Task requirements
Identify every line of the material below that contains the word "railing", and copy each one in full. Case counts, so match only that exact capitalization.

[start Listing]

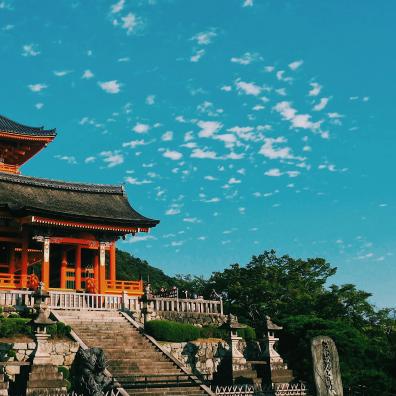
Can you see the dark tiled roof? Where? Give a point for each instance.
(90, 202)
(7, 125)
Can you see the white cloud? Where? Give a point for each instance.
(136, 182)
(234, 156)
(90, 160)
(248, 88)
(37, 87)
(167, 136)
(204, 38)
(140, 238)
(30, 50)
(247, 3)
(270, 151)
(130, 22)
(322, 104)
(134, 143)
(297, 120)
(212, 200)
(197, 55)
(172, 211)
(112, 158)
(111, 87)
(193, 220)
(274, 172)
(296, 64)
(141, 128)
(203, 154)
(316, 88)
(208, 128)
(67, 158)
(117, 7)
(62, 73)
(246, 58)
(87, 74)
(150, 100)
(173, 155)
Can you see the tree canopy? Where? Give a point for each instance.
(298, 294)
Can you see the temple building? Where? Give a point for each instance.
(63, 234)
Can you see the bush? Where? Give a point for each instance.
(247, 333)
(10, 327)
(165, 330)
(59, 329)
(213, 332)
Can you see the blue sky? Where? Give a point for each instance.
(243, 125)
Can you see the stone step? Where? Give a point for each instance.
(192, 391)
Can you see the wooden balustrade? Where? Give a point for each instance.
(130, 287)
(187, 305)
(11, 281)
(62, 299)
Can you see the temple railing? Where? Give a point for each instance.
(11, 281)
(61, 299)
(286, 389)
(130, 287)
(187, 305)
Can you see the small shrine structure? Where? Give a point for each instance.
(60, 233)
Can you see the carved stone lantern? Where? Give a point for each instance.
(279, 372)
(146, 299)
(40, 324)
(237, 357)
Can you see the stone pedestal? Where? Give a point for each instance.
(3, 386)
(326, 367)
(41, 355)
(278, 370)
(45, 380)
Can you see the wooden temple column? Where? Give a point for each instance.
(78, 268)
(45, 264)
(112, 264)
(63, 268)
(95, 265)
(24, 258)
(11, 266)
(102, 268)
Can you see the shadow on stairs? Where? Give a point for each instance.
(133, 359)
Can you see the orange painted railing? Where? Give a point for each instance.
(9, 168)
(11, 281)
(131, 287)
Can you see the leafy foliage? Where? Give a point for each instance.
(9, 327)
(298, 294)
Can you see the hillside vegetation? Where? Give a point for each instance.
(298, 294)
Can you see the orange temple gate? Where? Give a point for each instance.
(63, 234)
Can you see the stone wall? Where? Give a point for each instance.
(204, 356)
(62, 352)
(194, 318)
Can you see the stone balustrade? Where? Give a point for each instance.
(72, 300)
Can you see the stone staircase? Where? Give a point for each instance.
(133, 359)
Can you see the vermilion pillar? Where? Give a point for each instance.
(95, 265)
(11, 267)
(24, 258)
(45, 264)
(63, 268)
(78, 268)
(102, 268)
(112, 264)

[end Listing]
[start Listing]

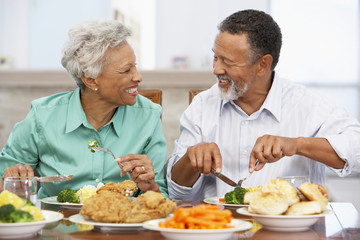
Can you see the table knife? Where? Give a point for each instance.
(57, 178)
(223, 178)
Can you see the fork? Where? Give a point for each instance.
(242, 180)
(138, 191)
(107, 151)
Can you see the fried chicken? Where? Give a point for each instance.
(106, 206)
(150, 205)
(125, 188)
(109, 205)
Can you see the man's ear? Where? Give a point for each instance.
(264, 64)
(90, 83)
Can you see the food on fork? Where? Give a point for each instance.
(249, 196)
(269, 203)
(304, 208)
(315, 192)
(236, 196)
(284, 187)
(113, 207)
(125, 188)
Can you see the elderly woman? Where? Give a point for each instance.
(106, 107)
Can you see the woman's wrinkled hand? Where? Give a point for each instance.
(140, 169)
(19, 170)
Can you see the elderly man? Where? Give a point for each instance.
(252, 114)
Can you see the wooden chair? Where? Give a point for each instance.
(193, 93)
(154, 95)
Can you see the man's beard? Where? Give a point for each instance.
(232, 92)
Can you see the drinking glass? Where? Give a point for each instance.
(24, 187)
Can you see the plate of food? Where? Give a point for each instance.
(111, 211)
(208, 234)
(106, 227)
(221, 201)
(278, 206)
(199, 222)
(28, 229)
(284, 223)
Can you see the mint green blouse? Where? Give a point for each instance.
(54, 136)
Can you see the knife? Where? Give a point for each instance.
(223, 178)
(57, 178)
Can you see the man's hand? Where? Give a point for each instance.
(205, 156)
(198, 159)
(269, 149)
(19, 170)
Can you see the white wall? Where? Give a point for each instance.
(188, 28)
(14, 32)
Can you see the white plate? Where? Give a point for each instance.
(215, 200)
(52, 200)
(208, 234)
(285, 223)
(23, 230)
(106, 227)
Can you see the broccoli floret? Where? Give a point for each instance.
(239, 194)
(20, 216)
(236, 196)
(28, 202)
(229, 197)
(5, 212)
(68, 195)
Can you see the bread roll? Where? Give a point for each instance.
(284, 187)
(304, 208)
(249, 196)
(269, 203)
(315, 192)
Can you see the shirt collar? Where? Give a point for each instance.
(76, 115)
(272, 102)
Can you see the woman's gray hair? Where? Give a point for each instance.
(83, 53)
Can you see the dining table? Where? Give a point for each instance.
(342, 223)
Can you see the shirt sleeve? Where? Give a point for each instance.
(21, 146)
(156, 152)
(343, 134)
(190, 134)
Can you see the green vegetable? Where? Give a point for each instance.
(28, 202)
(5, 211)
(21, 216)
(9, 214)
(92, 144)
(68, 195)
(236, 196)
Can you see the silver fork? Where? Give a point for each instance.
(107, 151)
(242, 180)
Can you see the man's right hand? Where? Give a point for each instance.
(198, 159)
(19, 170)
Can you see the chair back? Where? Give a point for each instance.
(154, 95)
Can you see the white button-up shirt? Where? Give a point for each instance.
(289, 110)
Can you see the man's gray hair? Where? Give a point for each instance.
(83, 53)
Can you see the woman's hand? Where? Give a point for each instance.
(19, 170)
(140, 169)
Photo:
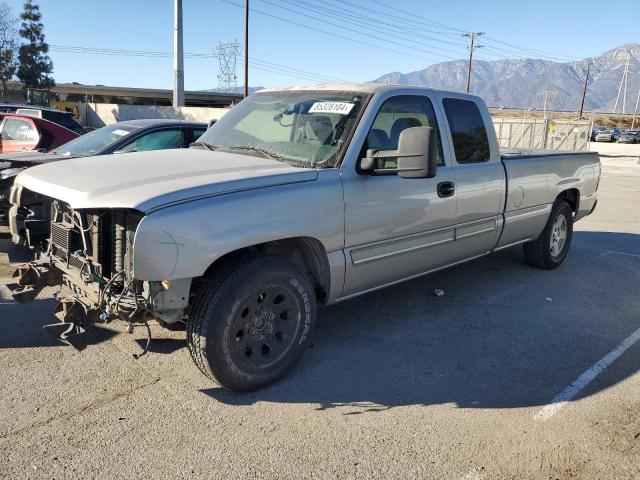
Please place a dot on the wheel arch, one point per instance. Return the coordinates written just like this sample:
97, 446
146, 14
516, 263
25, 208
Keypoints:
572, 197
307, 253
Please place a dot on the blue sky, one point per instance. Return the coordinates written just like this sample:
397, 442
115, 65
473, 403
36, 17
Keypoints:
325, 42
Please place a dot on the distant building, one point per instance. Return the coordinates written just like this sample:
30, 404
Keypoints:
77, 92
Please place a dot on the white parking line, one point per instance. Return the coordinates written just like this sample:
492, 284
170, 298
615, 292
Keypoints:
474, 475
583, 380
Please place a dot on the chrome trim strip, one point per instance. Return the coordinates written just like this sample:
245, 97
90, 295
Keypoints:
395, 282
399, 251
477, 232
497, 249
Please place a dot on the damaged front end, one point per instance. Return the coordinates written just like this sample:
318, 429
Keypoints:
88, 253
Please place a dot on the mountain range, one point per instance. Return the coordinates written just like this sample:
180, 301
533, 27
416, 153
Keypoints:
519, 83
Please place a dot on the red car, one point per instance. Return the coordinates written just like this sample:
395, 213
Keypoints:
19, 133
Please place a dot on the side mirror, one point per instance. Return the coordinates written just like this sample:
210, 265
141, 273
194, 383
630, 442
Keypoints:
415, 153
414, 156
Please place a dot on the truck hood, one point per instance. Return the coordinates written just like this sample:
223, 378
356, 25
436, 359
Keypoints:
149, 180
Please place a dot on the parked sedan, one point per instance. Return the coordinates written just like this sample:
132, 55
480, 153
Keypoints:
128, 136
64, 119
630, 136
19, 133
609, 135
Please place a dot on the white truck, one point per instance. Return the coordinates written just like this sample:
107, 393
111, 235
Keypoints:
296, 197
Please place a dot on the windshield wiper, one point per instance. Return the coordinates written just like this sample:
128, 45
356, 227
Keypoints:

[end Listing]

Output of the task
Can you see the temple railing? Where? Give a point for each instance.
Can you see the orange painted railing? Where? Give a point for each instance.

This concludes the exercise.